BRANO =
┄┄┄┄┄┄┄┄┄┄

Bologna, 16 novembre 2023 – Quali sono le cause che hanno portato alla scomparsa dell’uomo di Neanderthal? Quale è stata la catena di eventi che ha condotto a questo fenomeno? Sono grandi interrogativi irrisolti del percorso evolutivo seguito dal genere Homo. Ma ora l’università di Bologna darà il suo prezioso contributo per trovare una risposta. Come? Grazie a Last Neanderthals , prestigioso progetto di ricerca Synergy Grant – finanziato con 13 milioni di euro dallo European Research Council (ERC)–, il primo di questo tipo vinto dall’Alma Mater. Il coordinatore è Stefano Benazzi , professore ordinario di Antropologia fisica al Dipartimento di Beni Culturali, principal investigator con Francesco Berna , dell’Università di Siena e da Omry Barzilai Haifa), con la collaborazione delle Università di Pisa e di Colonia. Di tutto questo parliamo nella puntata di oggi del podcast il Resto di Bologna.
Benazzi, ci racconta questo progetto così ambizioso?
"Aree disciplinari diverse collaborano per rispondere a un’unica domanda: l’estinzione del Neanderthal. È un quesito che ci portiamo dietro da almeno 100 anni. Le ricerche in preistoria sono state molto eurocentriche e abbiamo tanti dati dall’Europa occidentale, ma pochissime da quella orientale".
Di che aree parliamo dunque?
"Il Neanderthal è una specie umana che ha vissuto dai 400mila anni ai 40mila anni fa in un territorio vasto, dal Portagallo alla Siberia, dal Nord Europa a Israele. Le informazioni vengono soprattutto da Francia, Spagna, un po’ dall’Italia e dall’Altaj. Le ipotesi formulate finora sull’estinzione vengono da zone periferiche, non centrali, che sono anche le più interessanti perché vi sono avvenuti incontri fra Sapiens e Neanderthal. E lì bisogna investigare".
Quali ipotesi esistono oggi?

┄┄┄┄┄┄┄┄┄┄

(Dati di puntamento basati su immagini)
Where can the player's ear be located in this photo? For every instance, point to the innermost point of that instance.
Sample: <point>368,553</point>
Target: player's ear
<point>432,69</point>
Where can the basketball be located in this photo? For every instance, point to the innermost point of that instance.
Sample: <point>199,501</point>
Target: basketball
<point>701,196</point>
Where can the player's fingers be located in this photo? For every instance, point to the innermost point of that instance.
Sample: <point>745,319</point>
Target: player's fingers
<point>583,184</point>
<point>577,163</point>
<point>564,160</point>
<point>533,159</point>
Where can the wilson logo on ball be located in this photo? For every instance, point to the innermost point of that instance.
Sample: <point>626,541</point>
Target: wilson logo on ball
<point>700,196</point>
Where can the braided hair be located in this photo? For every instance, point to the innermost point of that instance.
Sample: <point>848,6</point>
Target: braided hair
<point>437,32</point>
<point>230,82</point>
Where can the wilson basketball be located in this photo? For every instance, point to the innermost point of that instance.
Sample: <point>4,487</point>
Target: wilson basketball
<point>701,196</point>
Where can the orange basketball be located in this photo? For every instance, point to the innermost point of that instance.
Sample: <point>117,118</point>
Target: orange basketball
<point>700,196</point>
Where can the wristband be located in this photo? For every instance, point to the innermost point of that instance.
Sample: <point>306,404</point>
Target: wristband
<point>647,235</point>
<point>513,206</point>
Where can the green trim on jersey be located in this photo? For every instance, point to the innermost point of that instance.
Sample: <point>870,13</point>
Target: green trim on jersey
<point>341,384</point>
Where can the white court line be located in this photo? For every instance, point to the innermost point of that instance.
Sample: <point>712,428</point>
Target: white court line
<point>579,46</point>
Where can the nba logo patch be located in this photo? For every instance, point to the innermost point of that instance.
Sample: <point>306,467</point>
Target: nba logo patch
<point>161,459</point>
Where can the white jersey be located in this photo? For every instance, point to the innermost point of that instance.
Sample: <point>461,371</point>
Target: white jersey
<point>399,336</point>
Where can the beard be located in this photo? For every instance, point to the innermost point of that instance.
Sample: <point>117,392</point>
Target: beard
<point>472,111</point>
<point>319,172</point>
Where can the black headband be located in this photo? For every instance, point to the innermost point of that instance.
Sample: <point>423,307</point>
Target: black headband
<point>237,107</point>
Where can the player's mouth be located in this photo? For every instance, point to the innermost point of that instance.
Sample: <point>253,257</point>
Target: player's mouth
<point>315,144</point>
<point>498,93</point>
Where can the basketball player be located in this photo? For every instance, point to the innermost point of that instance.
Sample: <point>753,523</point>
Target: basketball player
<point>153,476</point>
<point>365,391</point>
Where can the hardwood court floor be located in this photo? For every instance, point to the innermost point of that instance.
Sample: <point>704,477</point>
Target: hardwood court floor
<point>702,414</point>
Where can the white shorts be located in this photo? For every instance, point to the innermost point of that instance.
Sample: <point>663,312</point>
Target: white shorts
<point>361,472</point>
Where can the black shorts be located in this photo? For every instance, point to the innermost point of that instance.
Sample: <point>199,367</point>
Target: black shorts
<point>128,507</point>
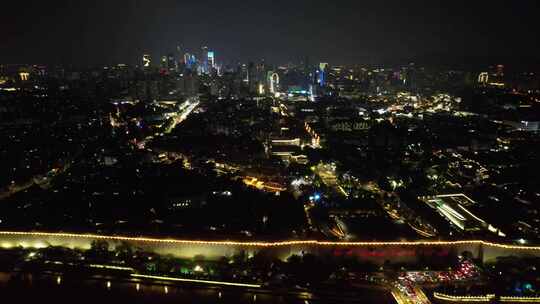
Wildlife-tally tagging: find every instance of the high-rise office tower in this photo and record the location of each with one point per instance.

┄┄┄┄┄┄┄┄┄┄

ESERCIZI =
1 - Traduci in inglese questa frase del testo sul Neanderthal: "Sono grandi interrogativi irrisolti del percorso evolutivo seguito dal genere Homo."
2 - Per favore, prosegui il testo sul Neanderthal a partire dall'ultima frase riportata.

RISPOSTE =
1 - They are great unresolved questions of the evolutionary path followed by the genus Homo.

2 -
"Ci possono essere stati fattori di carattere demografico: i gruppi erano piccoli e sono fisiologicamente scomparsi. Un’altra ipotesi è ambientale e si riferisce a un repentino aumento della rigidità climatica o delle radiazioni cosmiche che avrebbe sfavorito il Neanderthal e non il Sapiens, unica specie umana sopravvissuta. O anche patologie o la competizione per le risorse con i Sapiens e non possiamo escludere l’interferenza di altri gruppi umani, ad esempio i denisoviani, di cui si sa poco".
E cosa si sa del Neanderthal?
"Le ricerche negli ultimi 20 anni hanno fornito una nuova immagine: fino alla fine del Novecento era rappresentato come un cavernicolo scimmiesco. Ora sappiamo che era diverso, ma molto più simile a noi. Aveva una cultura sofisticata, usava strumenti litici (anche collanti), in certi contesti sono presenti ornamenti che fanno pensare a capacità cognitive più simili alle nostre. Le differenze si hanno fra i 45mila e 40mila anni fa, quando qualcosa cambia".
Perché lo studio è così importante per gli uomini di oggi?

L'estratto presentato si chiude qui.